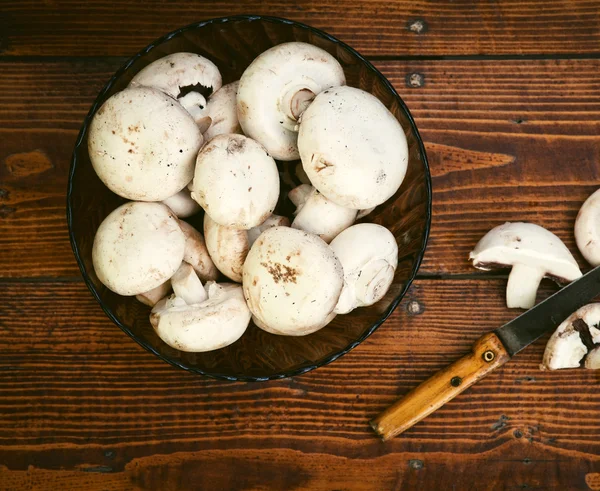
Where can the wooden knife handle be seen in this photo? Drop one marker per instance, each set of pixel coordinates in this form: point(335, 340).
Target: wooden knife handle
point(487, 354)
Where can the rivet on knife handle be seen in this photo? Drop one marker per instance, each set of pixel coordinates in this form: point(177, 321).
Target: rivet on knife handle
point(487, 354)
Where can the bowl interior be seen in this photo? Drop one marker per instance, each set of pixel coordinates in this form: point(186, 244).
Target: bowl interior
point(232, 44)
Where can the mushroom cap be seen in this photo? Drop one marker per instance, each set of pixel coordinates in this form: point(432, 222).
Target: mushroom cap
point(353, 149)
point(369, 255)
point(179, 74)
point(213, 324)
point(222, 110)
point(196, 253)
point(318, 215)
point(236, 181)
point(143, 144)
point(525, 243)
point(187, 286)
point(292, 281)
point(268, 90)
point(571, 341)
point(227, 246)
point(587, 229)
point(137, 248)
point(182, 204)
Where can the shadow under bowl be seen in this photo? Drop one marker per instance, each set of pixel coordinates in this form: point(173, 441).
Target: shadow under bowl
point(232, 43)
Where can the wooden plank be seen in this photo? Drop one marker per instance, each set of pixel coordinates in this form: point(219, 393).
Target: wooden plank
point(375, 28)
point(83, 405)
point(507, 141)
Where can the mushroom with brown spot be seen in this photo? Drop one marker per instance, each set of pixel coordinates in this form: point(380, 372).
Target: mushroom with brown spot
point(187, 77)
point(277, 87)
point(143, 144)
point(292, 281)
point(353, 149)
point(532, 252)
point(228, 247)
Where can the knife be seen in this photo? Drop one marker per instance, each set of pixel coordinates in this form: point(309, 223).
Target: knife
point(489, 352)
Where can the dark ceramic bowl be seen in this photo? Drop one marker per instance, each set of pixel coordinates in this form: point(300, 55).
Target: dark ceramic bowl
point(232, 43)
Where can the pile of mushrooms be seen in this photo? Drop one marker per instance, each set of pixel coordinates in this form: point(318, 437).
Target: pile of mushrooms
point(533, 253)
point(177, 143)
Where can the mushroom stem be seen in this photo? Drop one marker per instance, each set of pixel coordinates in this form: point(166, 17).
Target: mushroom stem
point(299, 100)
point(522, 286)
point(374, 281)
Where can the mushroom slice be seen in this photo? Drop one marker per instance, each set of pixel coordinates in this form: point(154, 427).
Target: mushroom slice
point(533, 253)
point(182, 204)
point(143, 144)
point(369, 255)
point(222, 110)
point(587, 229)
point(276, 88)
point(212, 324)
point(235, 181)
point(196, 253)
point(137, 247)
point(572, 340)
point(318, 215)
point(229, 247)
point(353, 149)
point(292, 281)
point(187, 285)
point(188, 77)
point(152, 297)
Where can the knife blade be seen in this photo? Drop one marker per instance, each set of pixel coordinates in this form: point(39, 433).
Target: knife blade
point(491, 351)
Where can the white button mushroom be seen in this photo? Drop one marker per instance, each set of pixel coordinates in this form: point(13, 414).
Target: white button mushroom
point(587, 229)
point(137, 248)
point(222, 110)
point(182, 204)
point(353, 149)
point(369, 255)
point(235, 181)
point(187, 286)
point(212, 324)
point(187, 77)
point(228, 247)
point(292, 281)
point(143, 145)
point(318, 215)
point(152, 297)
point(533, 253)
point(275, 89)
point(572, 340)
point(196, 253)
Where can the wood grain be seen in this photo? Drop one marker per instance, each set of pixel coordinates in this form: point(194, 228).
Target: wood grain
point(506, 140)
point(84, 406)
point(375, 28)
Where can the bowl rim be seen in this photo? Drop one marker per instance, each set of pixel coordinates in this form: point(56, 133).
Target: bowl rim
point(322, 361)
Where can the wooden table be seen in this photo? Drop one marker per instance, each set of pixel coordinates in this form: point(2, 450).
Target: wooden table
point(507, 96)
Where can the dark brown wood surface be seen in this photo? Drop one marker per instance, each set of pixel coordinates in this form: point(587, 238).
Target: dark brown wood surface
point(506, 95)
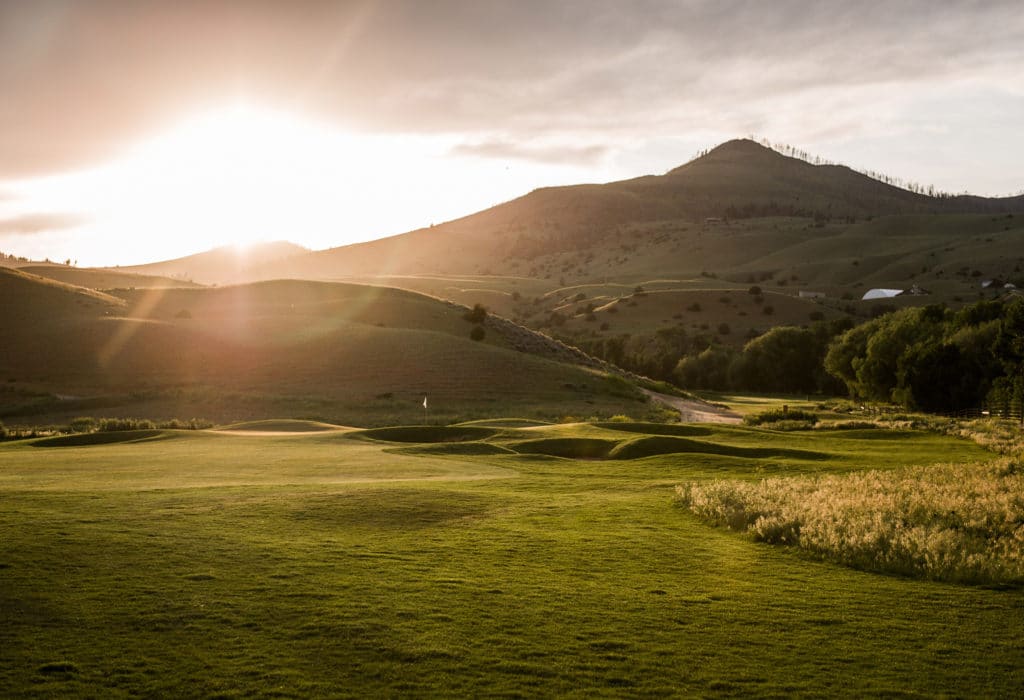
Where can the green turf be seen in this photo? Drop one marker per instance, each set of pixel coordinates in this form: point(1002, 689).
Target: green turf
point(230, 565)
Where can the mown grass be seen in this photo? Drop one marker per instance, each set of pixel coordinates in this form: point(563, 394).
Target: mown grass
point(231, 565)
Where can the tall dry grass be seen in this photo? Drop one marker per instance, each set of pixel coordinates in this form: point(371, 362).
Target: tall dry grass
point(962, 523)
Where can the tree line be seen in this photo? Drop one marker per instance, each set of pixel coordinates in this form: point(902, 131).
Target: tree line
point(929, 358)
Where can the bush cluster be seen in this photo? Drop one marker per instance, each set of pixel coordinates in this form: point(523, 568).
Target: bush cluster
point(775, 416)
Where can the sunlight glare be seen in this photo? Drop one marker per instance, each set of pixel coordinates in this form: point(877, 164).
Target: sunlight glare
point(242, 174)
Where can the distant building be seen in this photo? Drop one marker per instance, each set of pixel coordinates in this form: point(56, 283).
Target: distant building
point(881, 294)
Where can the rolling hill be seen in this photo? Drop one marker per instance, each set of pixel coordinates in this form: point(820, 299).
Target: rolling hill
point(342, 353)
point(220, 265)
point(102, 278)
point(737, 181)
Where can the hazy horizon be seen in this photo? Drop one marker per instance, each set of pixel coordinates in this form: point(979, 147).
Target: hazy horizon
point(150, 131)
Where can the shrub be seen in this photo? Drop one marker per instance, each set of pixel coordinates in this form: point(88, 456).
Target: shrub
point(477, 314)
point(778, 414)
point(84, 424)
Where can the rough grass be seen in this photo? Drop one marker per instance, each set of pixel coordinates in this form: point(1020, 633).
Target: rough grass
point(953, 523)
point(317, 565)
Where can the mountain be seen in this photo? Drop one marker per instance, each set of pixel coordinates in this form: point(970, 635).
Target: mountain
point(738, 180)
point(102, 278)
point(220, 265)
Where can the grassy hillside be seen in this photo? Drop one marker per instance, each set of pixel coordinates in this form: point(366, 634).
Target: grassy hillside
point(101, 278)
point(342, 353)
point(738, 180)
point(220, 265)
point(390, 563)
point(30, 298)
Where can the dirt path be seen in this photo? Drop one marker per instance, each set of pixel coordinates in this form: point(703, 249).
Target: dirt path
point(692, 410)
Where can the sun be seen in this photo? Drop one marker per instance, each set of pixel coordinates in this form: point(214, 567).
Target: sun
point(242, 173)
point(238, 175)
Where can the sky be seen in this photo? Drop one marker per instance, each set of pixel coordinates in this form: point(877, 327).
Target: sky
point(140, 130)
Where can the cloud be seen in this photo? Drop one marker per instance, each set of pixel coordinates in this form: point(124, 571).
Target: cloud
point(31, 224)
point(558, 155)
point(89, 75)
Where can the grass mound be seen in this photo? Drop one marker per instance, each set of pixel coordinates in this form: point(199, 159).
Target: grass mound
point(655, 429)
point(662, 444)
point(455, 448)
point(429, 434)
point(573, 448)
point(282, 426)
point(102, 438)
point(506, 423)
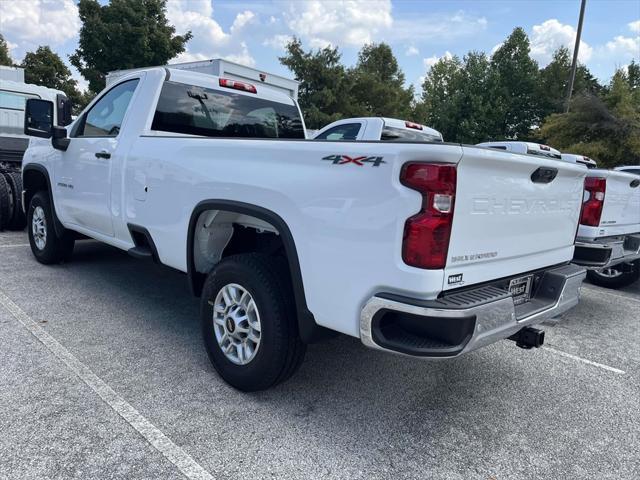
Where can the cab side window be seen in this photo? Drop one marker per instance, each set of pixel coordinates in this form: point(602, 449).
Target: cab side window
point(348, 131)
point(105, 117)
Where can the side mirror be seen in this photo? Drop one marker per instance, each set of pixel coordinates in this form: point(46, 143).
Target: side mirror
point(38, 118)
point(63, 109)
point(60, 140)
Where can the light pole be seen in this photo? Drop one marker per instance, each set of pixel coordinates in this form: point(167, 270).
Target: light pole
point(574, 63)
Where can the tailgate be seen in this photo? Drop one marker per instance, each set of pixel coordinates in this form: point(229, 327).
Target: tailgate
point(621, 211)
point(504, 223)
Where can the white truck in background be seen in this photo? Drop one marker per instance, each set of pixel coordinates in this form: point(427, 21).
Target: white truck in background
point(429, 250)
point(608, 241)
point(377, 128)
point(226, 69)
point(14, 93)
point(608, 238)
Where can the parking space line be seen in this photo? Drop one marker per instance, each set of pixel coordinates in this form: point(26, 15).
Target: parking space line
point(158, 440)
point(611, 294)
point(584, 360)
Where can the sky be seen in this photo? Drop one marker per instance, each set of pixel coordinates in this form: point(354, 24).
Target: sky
point(419, 31)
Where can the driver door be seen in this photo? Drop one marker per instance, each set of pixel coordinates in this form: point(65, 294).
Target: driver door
point(83, 171)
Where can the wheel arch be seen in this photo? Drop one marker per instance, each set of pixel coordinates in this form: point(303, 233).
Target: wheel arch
point(35, 177)
point(309, 330)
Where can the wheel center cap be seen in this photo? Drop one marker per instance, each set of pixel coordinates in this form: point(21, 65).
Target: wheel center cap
point(230, 324)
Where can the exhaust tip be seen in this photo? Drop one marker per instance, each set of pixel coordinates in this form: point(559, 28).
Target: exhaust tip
point(528, 338)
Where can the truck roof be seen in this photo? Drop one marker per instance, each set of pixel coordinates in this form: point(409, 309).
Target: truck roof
point(20, 87)
point(530, 148)
point(206, 80)
point(579, 159)
point(225, 69)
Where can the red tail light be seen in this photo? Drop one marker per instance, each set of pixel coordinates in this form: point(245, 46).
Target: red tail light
point(427, 234)
point(245, 87)
point(594, 189)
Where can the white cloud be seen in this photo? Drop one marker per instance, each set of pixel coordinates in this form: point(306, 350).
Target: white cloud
point(340, 22)
point(38, 22)
point(438, 27)
point(209, 39)
point(431, 61)
point(411, 51)
point(623, 47)
point(550, 35)
point(242, 19)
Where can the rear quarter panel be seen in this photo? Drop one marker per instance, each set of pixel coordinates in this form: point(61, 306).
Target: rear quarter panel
point(347, 220)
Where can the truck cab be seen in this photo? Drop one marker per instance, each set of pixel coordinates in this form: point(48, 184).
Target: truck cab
point(526, 148)
point(377, 128)
point(14, 93)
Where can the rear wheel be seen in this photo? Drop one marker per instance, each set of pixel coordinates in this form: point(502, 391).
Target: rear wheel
point(617, 276)
point(46, 245)
point(249, 323)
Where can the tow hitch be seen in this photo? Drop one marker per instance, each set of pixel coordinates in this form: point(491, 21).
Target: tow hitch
point(528, 337)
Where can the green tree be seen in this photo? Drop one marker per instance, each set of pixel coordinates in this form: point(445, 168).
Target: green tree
point(554, 78)
point(439, 106)
point(517, 81)
point(378, 84)
point(46, 68)
point(325, 86)
point(605, 127)
point(459, 99)
point(124, 34)
point(5, 58)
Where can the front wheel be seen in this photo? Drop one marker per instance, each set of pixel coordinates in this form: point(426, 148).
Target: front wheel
point(617, 276)
point(46, 245)
point(249, 323)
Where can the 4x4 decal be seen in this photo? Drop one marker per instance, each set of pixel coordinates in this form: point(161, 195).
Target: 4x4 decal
point(360, 161)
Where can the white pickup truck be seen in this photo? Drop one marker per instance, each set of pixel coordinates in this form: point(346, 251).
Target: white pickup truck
point(608, 239)
point(377, 128)
point(424, 249)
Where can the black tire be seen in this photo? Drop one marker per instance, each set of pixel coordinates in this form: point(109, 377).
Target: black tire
point(18, 219)
point(56, 248)
point(627, 274)
point(281, 351)
point(6, 203)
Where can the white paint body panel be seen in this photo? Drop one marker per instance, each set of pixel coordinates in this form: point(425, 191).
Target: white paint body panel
point(347, 221)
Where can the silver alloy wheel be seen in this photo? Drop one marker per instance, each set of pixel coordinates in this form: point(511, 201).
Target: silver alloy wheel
point(609, 272)
point(39, 228)
point(236, 323)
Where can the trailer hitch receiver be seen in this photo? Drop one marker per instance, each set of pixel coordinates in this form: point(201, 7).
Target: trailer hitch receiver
point(528, 337)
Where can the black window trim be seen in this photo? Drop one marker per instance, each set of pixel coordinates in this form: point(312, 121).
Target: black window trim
point(20, 93)
point(81, 121)
point(342, 125)
point(151, 132)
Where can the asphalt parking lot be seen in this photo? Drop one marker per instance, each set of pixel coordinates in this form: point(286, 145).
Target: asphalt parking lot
point(102, 375)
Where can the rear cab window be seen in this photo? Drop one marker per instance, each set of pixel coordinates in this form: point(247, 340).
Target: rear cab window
point(208, 112)
point(14, 100)
point(347, 131)
point(394, 134)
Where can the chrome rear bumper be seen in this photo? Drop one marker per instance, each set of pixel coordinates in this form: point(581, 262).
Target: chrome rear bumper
point(464, 321)
point(606, 252)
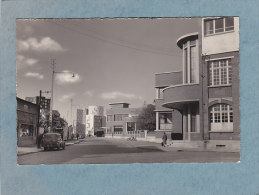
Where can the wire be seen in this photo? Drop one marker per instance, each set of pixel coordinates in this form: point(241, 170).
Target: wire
-*-*-
> [Task statement]: Repeat, exactly and in full, each line from the start of the data to the line that contains "Where can the mushroom cap". Pictures do not go in.

> [Solution for this problem]:
Where can the wooden knife handle be seen in this photo? Drop one marker per instance, each set of pixel coordinates in this form: point(335, 340).
Target: wooden knife handle
point(487, 354)
Where can the rivet on knife handle be seen in this photo? Drop one marker per instance, each set of pixel coordinates in this form: point(177, 321).
Target: rivet on knife handle
point(487, 354)
Where can the bowl interior be seen in this photo? Drop one marker per instance, each set of pixel coordinates in this form: point(186, 244).
Target: bowl interior
point(232, 44)
Where can the mushroom cap be seen in this photo? Drop one marker per instance, each set of pixel coordinates in this form: point(432, 222).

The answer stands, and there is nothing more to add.